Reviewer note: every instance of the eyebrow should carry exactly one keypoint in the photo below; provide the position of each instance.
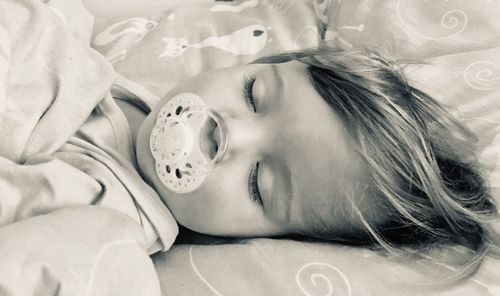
(284, 175)
(278, 75)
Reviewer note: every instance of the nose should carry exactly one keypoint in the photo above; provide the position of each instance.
(219, 135)
(246, 135)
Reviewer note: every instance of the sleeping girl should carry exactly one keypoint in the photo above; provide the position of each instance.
(331, 144)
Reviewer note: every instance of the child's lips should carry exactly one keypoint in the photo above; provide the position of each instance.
(210, 138)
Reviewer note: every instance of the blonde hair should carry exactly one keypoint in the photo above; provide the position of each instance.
(421, 160)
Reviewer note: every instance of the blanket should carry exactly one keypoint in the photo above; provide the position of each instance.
(65, 149)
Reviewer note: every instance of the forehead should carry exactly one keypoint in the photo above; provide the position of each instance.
(328, 175)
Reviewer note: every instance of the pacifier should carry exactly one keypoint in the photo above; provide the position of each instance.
(179, 139)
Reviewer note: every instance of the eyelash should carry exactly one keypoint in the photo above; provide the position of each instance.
(248, 91)
(253, 185)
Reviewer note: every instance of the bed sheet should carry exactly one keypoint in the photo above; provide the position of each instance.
(459, 41)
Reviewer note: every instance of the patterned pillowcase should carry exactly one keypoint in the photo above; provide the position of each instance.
(160, 49)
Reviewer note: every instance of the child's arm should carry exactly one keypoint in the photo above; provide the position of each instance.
(123, 7)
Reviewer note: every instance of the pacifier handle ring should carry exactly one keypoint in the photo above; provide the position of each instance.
(224, 137)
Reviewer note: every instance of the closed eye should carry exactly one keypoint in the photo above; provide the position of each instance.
(248, 83)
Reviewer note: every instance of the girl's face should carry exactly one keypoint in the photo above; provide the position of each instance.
(308, 172)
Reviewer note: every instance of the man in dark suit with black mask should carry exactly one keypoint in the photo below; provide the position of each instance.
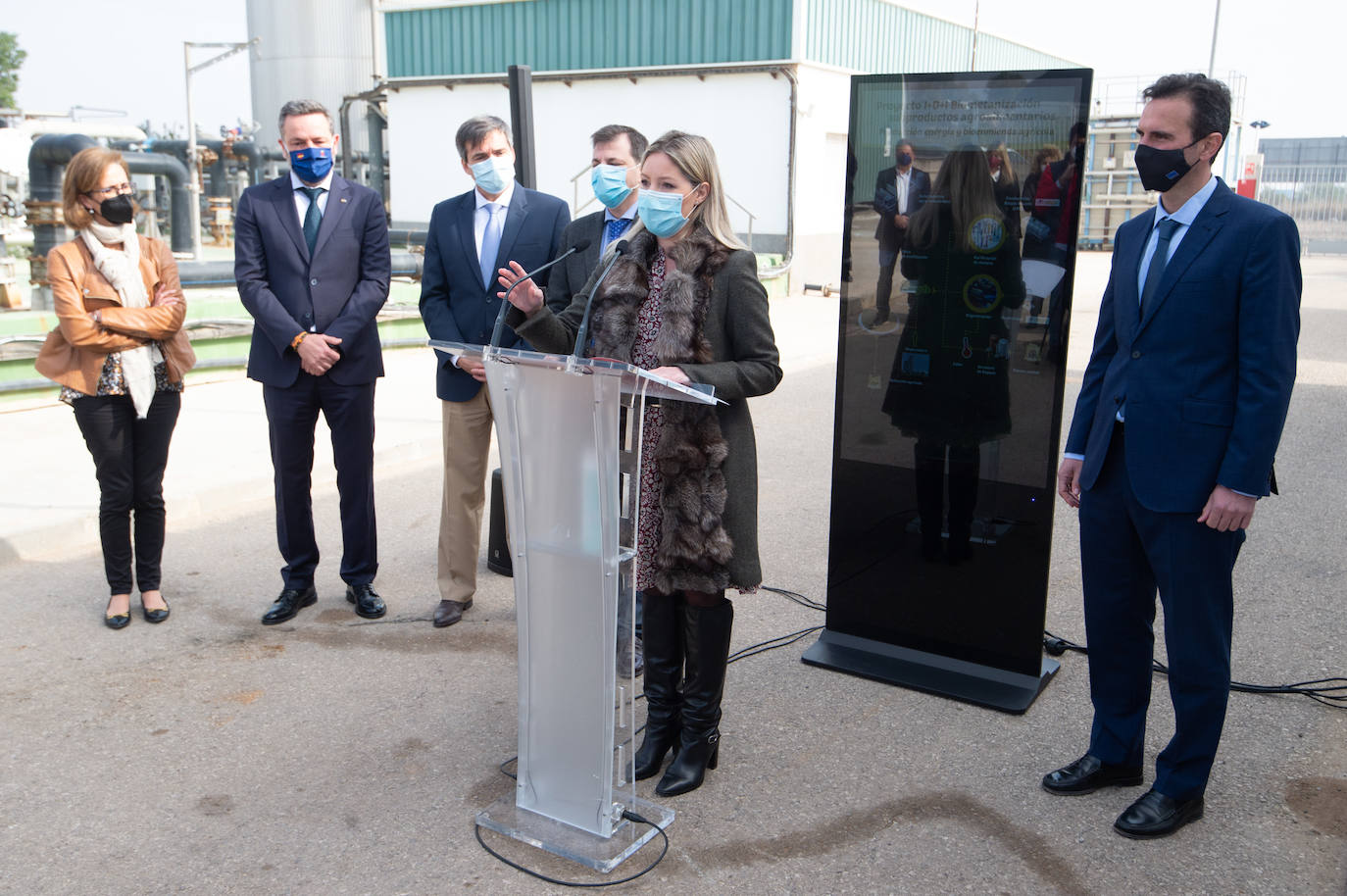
(899, 191)
(313, 269)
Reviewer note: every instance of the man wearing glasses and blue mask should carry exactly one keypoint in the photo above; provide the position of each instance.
(471, 237)
(616, 172)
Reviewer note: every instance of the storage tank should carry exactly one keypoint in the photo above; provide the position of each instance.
(312, 50)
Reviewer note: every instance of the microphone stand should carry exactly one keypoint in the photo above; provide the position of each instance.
(500, 316)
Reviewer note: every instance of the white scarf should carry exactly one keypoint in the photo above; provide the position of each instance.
(123, 273)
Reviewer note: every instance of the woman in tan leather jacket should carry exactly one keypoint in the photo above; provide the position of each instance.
(119, 355)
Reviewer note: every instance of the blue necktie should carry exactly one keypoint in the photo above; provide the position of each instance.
(490, 245)
(1157, 263)
(616, 227)
(313, 219)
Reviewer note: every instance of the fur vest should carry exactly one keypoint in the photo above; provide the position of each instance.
(694, 546)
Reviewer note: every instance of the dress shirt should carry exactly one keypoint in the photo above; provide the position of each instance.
(901, 182)
(302, 198)
(501, 204)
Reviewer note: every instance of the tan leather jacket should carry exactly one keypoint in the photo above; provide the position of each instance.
(75, 351)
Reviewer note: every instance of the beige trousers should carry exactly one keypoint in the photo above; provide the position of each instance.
(468, 442)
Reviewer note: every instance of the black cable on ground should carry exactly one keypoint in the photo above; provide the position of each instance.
(752, 650)
(1329, 691)
(626, 814)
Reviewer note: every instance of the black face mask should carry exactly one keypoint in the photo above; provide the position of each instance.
(118, 209)
(1162, 169)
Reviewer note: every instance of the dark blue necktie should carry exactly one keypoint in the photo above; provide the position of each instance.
(1157, 263)
(313, 219)
(616, 227)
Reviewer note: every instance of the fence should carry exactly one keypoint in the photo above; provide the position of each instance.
(1317, 197)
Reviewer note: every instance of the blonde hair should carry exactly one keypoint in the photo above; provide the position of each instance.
(695, 161)
(962, 186)
(82, 174)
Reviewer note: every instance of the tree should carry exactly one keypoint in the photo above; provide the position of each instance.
(11, 60)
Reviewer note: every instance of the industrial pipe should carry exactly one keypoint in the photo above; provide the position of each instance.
(179, 198)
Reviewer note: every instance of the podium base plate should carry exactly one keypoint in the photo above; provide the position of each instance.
(559, 838)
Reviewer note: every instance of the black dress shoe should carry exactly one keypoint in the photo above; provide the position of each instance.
(1157, 816)
(290, 603)
(154, 616)
(450, 612)
(367, 600)
(1088, 773)
(120, 620)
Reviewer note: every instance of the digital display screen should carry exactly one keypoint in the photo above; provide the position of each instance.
(962, 202)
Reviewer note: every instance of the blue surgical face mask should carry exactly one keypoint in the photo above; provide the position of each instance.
(493, 174)
(611, 184)
(312, 163)
(662, 213)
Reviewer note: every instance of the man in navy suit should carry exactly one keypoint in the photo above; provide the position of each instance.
(615, 174)
(472, 237)
(899, 191)
(313, 267)
(1172, 445)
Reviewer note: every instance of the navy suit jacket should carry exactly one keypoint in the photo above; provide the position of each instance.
(338, 291)
(886, 204)
(1207, 371)
(454, 303)
(570, 275)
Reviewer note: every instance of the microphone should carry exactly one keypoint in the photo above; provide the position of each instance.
(619, 251)
(500, 316)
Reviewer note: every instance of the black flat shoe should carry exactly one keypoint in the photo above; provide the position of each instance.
(155, 616)
(290, 603)
(1157, 816)
(1088, 773)
(367, 600)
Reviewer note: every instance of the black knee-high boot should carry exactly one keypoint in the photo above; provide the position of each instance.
(706, 644)
(662, 632)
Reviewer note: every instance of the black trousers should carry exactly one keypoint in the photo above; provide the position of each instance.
(291, 417)
(129, 457)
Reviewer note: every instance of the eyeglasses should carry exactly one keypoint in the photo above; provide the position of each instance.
(118, 189)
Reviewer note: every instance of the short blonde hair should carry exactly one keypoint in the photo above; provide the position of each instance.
(82, 174)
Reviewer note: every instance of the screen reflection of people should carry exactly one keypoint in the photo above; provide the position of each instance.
(950, 383)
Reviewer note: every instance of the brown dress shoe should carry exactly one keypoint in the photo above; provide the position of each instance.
(450, 612)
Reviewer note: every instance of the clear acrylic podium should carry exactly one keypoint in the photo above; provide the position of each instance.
(569, 432)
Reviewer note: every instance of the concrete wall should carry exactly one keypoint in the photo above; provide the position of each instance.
(745, 116)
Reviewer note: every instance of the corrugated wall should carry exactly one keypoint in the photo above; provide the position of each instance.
(555, 35)
(877, 36)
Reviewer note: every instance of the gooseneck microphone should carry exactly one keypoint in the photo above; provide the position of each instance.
(500, 316)
(619, 251)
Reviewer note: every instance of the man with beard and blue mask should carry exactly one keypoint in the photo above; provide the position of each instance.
(1171, 446)
(471, 238)
(899, 191)
(615, 174)
(313, 269)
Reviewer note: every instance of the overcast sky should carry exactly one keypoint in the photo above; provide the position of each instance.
(1290, 51)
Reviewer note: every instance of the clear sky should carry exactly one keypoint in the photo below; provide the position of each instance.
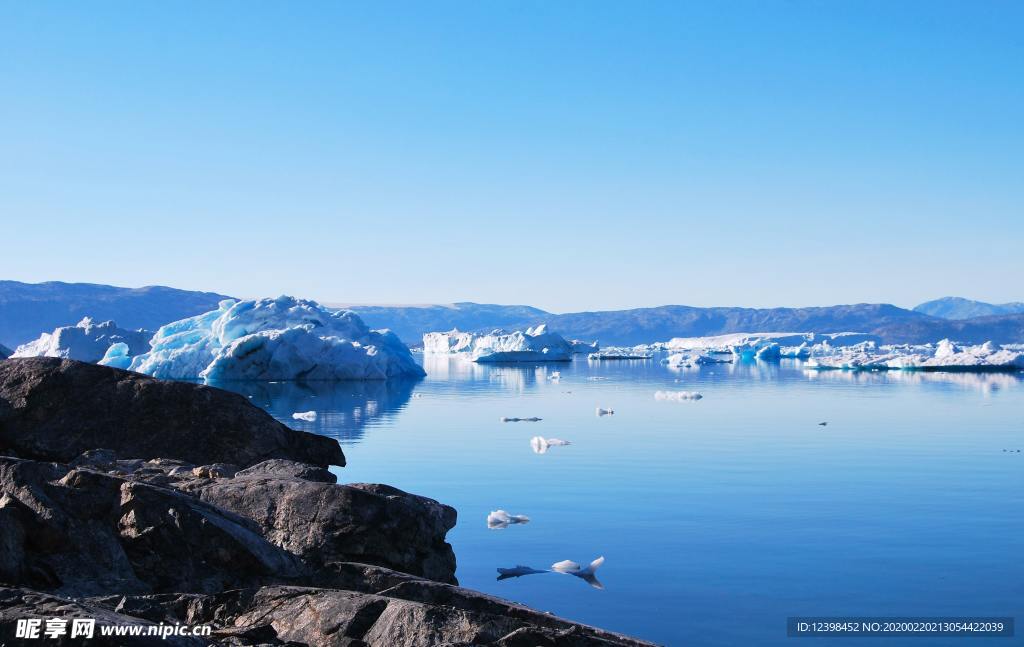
(565, 155)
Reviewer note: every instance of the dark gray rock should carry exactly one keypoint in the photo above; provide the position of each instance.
(17, 603)
(54, 410)
(322, 617)
(279, 468)
(78, 531)
(325, 522)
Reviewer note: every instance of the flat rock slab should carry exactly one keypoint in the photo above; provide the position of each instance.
(54, 410)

——————————

• Short exercise:
Copy the records above exactly. The pictures are not part of the copy.

• Correct answer:
Reviewer note: every instance of the eyebrow should carry exactly one keypoint in the photo below; provide the position of each instance.
(284, 175)
(278, 75)
Reviewer note: every instance of the nose should carry exactly one keypoint in the photo above; provide the position of each instance.
(219, 135)
(246, 135)
Reviewer note: every instance of the sleeping girl should carry exactly one keypoint in the photo above; provide the position of each instance.
(331, 144)
Reviewer note: every instance of the child's lips should carry exactly one keypoint in the photo above; provide the position of each instance.
(210, 138)
Reviewer note: every instance of the blonde hair should carry exactly one keypoint in the photo above; provide the position of each instance.
(421, 160)
Reviewer note: every instance of the blanket should carry exactly one keypoint in the photo above; provide the position of each instance.
(65, 149)
Reviewer note: every instance of the forehead should carry exactly one keypoint in the photo above; provide the position of each instance.
(328, 175)
Reviewer note: every instance of the pacifier should carry exactly one keypoint in the photo above; provide the position of each instance.
(179, 139)
Reviewer note: every instance of the eyelash should carry exactly one keypoint in the photo above; provide the position of each instance.
(248, 91)
(253, 185)
Reviewer note: every instance of the bed sheet should carry exactly one keypoint in the photo above; provide the position of each instance.
(459, 41)
Reviewer note: every instance of the patterned pillowcase should carry exactly one keypoint in the photo above; provide the position of each instance.
(160, 49)
Reviewer note: every instance of the child's arm should carry exactly one keypoint in the photo above; provide the position of each instance.
(123, 7)
Reviewer note: every instance of the pacifier handle ring should carry exactly one keypoint in the photo above; provide the position of each instance.
(224, 137)
Reviewer note: every instance of the closed eye should carry exactly one keypoint in the photo above; provide the position of each instance.
(248, 83)
Reviewer note: every instance of the girl's face should carry exactly one keypoint in the photo above; provide the position of each instance.
(308, 172)
Reviewer note: every instance of the man in dark suit with black mask should carry exactly one keypoint in the photo below; provide the position of each instance.
(899, 191)
(313, 269)
Reviewer note: every instance of the man wearing glasses and blue mask should carry exactly one keypoint in the photo above; provide the position of each instance.
(471, 237)
(616, 172)
Reviewer note: every instance of the storage tank should carry exactly one keypoint in the photo above; provide the position of each instance.
(312, 50)
Reviewer note: every instance of the microphone stand should carry exactly one keypoint in the photo above; provide the position of each instance.
(500, 316)
Reviewer note: every instance of the white scarf should carry exactly one keypoint in the photo above; provide the position of each instance.
(123, 273)
Reviewer note: every instance of the woman in tan leather jacket should carry exactly one keypoint in the photo above; provide the position of each instance.
(119, 355)
Reviewer note: every instance of the blue necktie should carry exactly one keypoint in the photo above; provide the position of each instance.
(490, 245)
(1157, 263)
(616, 227)
(313, 219)
Reviewer note: every instance of the fur vest should carry exactly one keypoint in the photo above; provide the position of each instance.
(694, 546)
Reviewer note: every instance of the dress shirt should carry exactly one keypoint in the photo above; provide the position of each instance.
(901, 182)
(302, 198)
(501, 204)
Reviewer note: every instance of the tan leather jacket should carry exactly one keypoint in the photo above; provide the position of each instance.
(75, 351)
Reviewer note: every instance of the beige trousers should carry exactly one keypoint in the photo above; provide the position of each instance.
(468, 442)
Reviewer note: every instance of the black cable on ground should carry exactly one keypoint in the photo above; provide the position of each instance.
(752, 650)
(1329, 691)
(626, 814)
Reviewer note: every instance of the black face mask should carry exactly one keypoint in the photo above; provide the position of each instance.
(118, 209)
(1162, 169)
Reviewer note: every instance of the dark blue necktie should carry exactly one keypoint in the photo above; provide the position of each instance.
(1157, 263)
(313, 219)
(616, 227)
Reviewer note: every instance of the fence should carry exactly one keypoint in the photo above; provide the position of each instance.
(1317, 197)
Reviewer note: every instance of the blonde hair should carry exactly one keypoint in the photo above; provide the position of each instance.
(695, 161)
(962, 186)
(82, 174)
Reviewer note: every instance of the tree should carry exactly one keypoint in the photo above; provide the position of each instance.
(11, 60)
Reviewer note: every instance of the industrial pipe should carry exactly one keypoint in the photo above; provide the position of each instance.
(179, 198)
Reviewer note: every instance of the podium base plate should carry exactly one keypoint in the photo above; provide the position of each instance.
(559, 838)
Reviewer note: every instance of the black dress shoe should carry exactly one keypoint in the photo above; provide the position of each instance.
(1157, 816)
(290, 603)
(154, 616)
(450, 612)
(367, 600)
(1088, 773)
(120, 620)
Reviewer note: every instance of the digital display screen should carry exactly one keypoint in the photo above; provide the position of each instance.
(962, 202)
Reviewer note: every instance of the blue surgical face mask should carry exactly one keypoint in the photo above; provide the position of each instance.
(493, 174)
(611, 184)
(312, 163)
(662, 213)
Reviewer note: every instance of the man in navy suit should carry exactly one keypoint in the photo above; provide the position of each instance.
(615, 174)
(472, 237)
(899, 191)
(313, 267)
(1172, 445)
Reviewer note: every instance of the navy suit jacket should carry exactly one keypoint in the photo above; provide the position of each instance.
(338, 291)
(886, 204)
(1207, 371)
(454, 303)
(570, 275)
Reviewer note: every instance of the microphone should carry exactly one keypoint in the photo above; provide the position of each instance.
(619, 251)
(500, 316)
Reviewer note: every instance of the black flat shoe should carry exactly one keypoint in the photo above; provide the position of each instance.
(155, 616)
(290, 603)
(1157, 816)
(1088, 773)
(367, 600)
Reviewer note: every instance of the black knee-high boot should carry exactly one keypoint in the photo above; provide the position of each instance.
(706, 644)
(662, 632)
Reviewer note: every instance of the black trousers should carry exactly one keypoint in the photo above; provide the position of each instance.
(291, 417)
(129, 457)
Reviewer note: every instance of the eyeglasses should carry exactly one keypoint in the photo above; provide the position of each instance.
(118, 189)
Reviewer note: every instance of the short blonde hair should carry exactly one keypoint in the photo above; provide the position of each instance.
(82, 174)
Reviewer note: every instance of the screen reflection of people should carry exactly one keypoint in the photo above; provide the position of each instance.
(950, 383)
Reviewer note: every instance of the brown dress shoe should carry exactly one keypoint in the photo above; provide the position of each instance.
(450, 612)
Reviewer note: every instance of the clear acrylic podium should carry exactly one keypoint in the photo above; provide the position of each instance.
(569, 432)
Reviewer note: every instance of the concrete wall should carry exactly one keypoint in the photo above; provide the position of each instance.
(745, 116)
Reviewer note: every instance of the corrugated wall should carry exactly one keypoint in the photo above; provide the position of each instance.
(555, 35)
(877, 36)
Reviewer note: every instance of the gooseneck microphone should carry exactly one keypoint in the photo above; provide the position of each instance.
(500, 316)
(619, 251)
Reviewer note: every instance of the man with beard and blue mask should carry exactly one keypoint in the photo above; provide the position of each instance.
(1171, 446)
(471, 238)
(899, 191)
(615, 174)
(313, 269)
Reviewer note: every instance of the overcast sky should carry exactly one keypoint in the photo above; provide the position of each instance.
(1290, 51)
Reviewer note: every instance of the clear sky should carry exactly one keypoint in the photo below; provide the position of each instance.
(565, 155)
Reviewer note: every instance of the dark gray rock should carry exactly one keypoint in the photo above; provide the position of each instance.
(17, 603)
(54, 410)
(322, 617)
(279, 468)
(78, 531)
(325, 522)
Reviewer note: every instance of the flat rock slab should carry exactly one keypoint in the photo above; provide the position of each instance.
(54, 410)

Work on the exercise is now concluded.